* Dataset excerpts *
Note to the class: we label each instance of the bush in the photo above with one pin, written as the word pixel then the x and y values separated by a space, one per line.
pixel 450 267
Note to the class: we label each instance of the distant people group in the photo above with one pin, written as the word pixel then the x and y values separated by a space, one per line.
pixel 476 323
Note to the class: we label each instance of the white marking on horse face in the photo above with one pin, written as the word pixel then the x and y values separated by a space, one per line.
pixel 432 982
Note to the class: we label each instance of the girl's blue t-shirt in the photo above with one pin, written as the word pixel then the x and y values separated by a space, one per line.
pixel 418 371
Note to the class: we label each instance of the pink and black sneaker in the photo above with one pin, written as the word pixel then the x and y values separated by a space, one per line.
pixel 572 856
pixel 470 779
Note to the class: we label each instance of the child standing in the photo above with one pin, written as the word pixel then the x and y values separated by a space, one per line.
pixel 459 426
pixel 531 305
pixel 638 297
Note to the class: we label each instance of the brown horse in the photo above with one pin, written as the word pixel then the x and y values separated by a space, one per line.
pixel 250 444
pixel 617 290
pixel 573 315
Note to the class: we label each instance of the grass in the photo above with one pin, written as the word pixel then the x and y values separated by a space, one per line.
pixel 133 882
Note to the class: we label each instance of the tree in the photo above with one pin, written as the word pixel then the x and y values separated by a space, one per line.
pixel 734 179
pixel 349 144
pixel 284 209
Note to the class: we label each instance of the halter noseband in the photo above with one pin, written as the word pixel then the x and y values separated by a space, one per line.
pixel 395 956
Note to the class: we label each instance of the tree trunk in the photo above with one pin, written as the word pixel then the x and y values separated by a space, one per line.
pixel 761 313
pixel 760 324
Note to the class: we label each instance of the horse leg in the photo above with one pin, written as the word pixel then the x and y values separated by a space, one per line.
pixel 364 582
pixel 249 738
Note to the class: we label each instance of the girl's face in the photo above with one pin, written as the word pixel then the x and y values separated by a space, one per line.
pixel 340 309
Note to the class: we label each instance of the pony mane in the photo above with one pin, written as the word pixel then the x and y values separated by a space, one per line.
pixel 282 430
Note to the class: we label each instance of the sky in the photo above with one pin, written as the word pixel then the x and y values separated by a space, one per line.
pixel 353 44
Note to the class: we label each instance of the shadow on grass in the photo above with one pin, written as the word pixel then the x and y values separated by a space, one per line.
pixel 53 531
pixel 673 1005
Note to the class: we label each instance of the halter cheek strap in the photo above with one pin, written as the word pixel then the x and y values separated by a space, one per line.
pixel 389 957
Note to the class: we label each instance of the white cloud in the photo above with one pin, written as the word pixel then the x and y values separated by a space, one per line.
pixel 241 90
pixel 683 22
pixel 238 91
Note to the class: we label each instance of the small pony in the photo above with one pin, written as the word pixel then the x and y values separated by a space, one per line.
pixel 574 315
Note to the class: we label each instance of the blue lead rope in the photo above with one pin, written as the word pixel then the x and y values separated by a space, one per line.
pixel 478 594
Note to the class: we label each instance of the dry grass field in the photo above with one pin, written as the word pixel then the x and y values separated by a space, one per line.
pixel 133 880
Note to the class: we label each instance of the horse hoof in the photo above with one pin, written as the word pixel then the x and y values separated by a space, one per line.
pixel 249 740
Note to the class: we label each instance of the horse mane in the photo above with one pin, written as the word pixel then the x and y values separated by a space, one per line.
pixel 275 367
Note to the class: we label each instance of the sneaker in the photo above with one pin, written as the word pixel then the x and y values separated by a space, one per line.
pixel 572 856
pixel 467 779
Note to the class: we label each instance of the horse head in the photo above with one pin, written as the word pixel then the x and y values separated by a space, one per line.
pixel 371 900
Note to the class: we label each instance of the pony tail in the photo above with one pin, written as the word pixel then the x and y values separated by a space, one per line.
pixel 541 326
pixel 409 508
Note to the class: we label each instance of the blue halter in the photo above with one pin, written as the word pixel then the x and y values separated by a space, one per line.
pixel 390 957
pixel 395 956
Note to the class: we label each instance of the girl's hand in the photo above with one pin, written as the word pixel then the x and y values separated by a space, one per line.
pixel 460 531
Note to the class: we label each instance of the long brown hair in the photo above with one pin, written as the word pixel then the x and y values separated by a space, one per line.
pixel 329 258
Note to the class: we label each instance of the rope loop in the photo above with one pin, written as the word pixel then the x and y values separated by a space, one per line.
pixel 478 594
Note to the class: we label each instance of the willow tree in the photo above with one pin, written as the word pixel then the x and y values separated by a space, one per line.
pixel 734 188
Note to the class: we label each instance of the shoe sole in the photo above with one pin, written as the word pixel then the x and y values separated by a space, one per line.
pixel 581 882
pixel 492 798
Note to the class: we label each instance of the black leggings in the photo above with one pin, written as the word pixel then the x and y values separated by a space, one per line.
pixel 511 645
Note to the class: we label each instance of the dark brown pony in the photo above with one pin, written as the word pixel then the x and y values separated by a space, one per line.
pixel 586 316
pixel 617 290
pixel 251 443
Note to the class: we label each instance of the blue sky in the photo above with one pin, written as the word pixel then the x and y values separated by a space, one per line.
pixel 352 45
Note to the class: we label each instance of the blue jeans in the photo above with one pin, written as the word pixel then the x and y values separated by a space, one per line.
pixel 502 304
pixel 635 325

* Assigned task *
In the answer, every line above should be retyped exactly.

* Result for this exercise *
Note to the class: we label each instance of the bush in the photo above with one pin, written as the word pixel then the x and y values separated by a space, one per line.
pixel 450 267
Note to the class: we label each instance of the distant people group in the photo above with one pin, written as the word pixel then the x and y values separated by a space, one per line.
pixel 476 323
Note to the class: we label each instance of the white marking on horse face in the photo above with one pin, written as the word pixel then the x and y values separated by a space, one per line.
pixel 432 982
Note to the class: we label each instance of the girl's blue t-shirt in the photo above with one pin, written as the word pixel then the x and y values separated by a space, one per line.
pixel 418 371
Note to the class: we label each instance of the pink and black sneaker in the photo above with one pin, written as the word pixel then the x and y values separated by a space, one per line.
pixel 572 856
pixel 470 779
Note to the class: we label each instance of the child standing in the photo above with one pin, written as the word pixel then the x and y values separated by a space, one per line.
pixel 459 426
pixel 531 305
pixel 638 297
Note to the class: we label each instance of the brown horse in the photo above with one pin, written as the word pixel then the x and y values separated by a space, one per line.
pixel 250 444
pixel 617 290
pixel 573 315
Note to the class: we label each instance of the grass in the photo above with one pin, written as the word pixel then the x and y values separated by a space, one per line.
pixel 133 882
Note to the class: we label each instance of the tree in the photo above with one pin, written as the word pixel then the x and y values separated by a space, one per line.
pixel 734 179
pixel 349 144
pixel 284 209
Note to the class: we label each instance of the halter noseband in the photo above with one pin, written as the word pixel then the x and y values separated by a space, one per line.
pixel 395 956
Note to the class: we label each instance of the tree trunk in the photo above with one pin, written as the word pixel then the x and y values separated by a space, one per line.
pixel 761 313
pixel 760 324
Note to the class: we label each instance of the horse leg in the photo above with one pin, written as the word pixel then the x and y values separated by a space, one per line.
pixel 364 582
pixel 249 738
Note to the class: we label each instance of the girl's face in the photo above with one pin, written as the word pixel then the x and y values separated by a space, one per line.
pixel 340 309
Note to the class: we label each instance of the pony mane in the photo above with one pin, written as the word pixel then the x and y values separated by a space, one per line.
pixel 282 430
Note to the class: we label each instance of the sky in the photo above with one pin, written as the word pixel then the x and y values separated by a space, one per line.
pixel 353 44
Note to the class: we label each instance of the shadow on grass in the photo above with one pin, written as the word pixel then the x and y values separated by a space, one per line.
pixel 53 531
pixel 673 1005
Note to the class: we label each instance of the halter cheek strap in the photo above with one pin, written as the word pixel then the x and y values separated by a space, one per line.
pixel 389 957
Note to the class: we label each instance of the white cloud in the photo above with one pin, written as the word pixel then the x and y values separated by a space, one per line.
pixel 241 90
pixel 683 22
pixel 238 91
Note to the class: we label each instance of the small pony in the photo above with one pin, written as the word pixel then the x and y values separated by a space, one per line.
pixel 574 315
Note to the class: we label each instance of the blue lead rope in the photo above with one pin, written as the word pixel then the x and y values separated by a space, one per line.
pixel 478 594
Note to the class: we label each instance of the dry grass field in the photo above with one pin, written as the word pixel then the x and y values separated by a space, one per line.
pixel 133 880
Note to the class: we label each instance of the horse hoof in the photo above with one pin, written as the word pixel then the x and y values separated by a space, one per line.
pixel 249 740
Note to the class: we label each instance of the horse mane in the photo above with one pin, written as the word pixel then the x and y values separated by a space, one per line.
pixel 275 367
Note to the class: we label each instance of the sneaker in the photo above with one pin, written as the word pixel then the x and y values separated by a space, one per line.
pixel 572 856
pixel 467 779
Note to the class: we label each instance of the horse head in the photo above with one pin, written as the word pixel then the x and y values separated by a space, one per line.
pixel 371 900
Note to the class: we label each instance of the pony tail in the photo above with one pin, written as the word pixel then the x and y values separated by a space, one per line.
pixel 541 326
pixel 409 508
Note to the class: we label each instance of the blue halter in the photo above with one pin, written as the word pixel then the x and y values separated by a space, one per line.
pixel 390 957
pixel 395 956
Note to the class: we label each instance of the girl's hand in the photo above with one pin, written as the word pixel then the x and y values separated by a space, one per line.
pixel 460 531
Note to the class: we label each instance of the long brown hair in the photo above with one pin, written as the word pixel then the x and y values separated by a space, one per line.
pixel 329 258
Note to the class: we label each instance of the rope loop in the photo above with one pin, written as the word pixel then the x and y values separated by a space, one per line.
pixel 478 594
Note to the class: we label each instance of the willow tree in the photo above with one pin, written as the word pixel then the x and y values separated by a space, one per line.
pixel 734 188
Note to the class: we label each instance of the shoe sole in the photo above with one pin, written as the word pixel then the x and y values separated by a space, one per line.
pixel 581 882
pixel 492 798
Note to the class: we label each instance of the black leggings in the photo above with one pin, written as the word pixel then the x and y values separated by a space, one per line.
pixel 511 645
Note to the class: we label each instance of the dark brown pony in the photo above with one pin, written as the word pixel then the x and y values separated by a space, one per line.
pixel 586 316
pixel 617 290
pixel 251 443
Note to the class: we label each instance of the blue sky in the photo above with one pin, written as the word pixel then the x and y values separated by a space, one per line.
pixel 352 45
Note to the class: we label each instance of the blue jeans in the photo above with one pin, written as the word pixel then the x and y values separated by a space, one per line.
pixel 502 304
pixel 635 325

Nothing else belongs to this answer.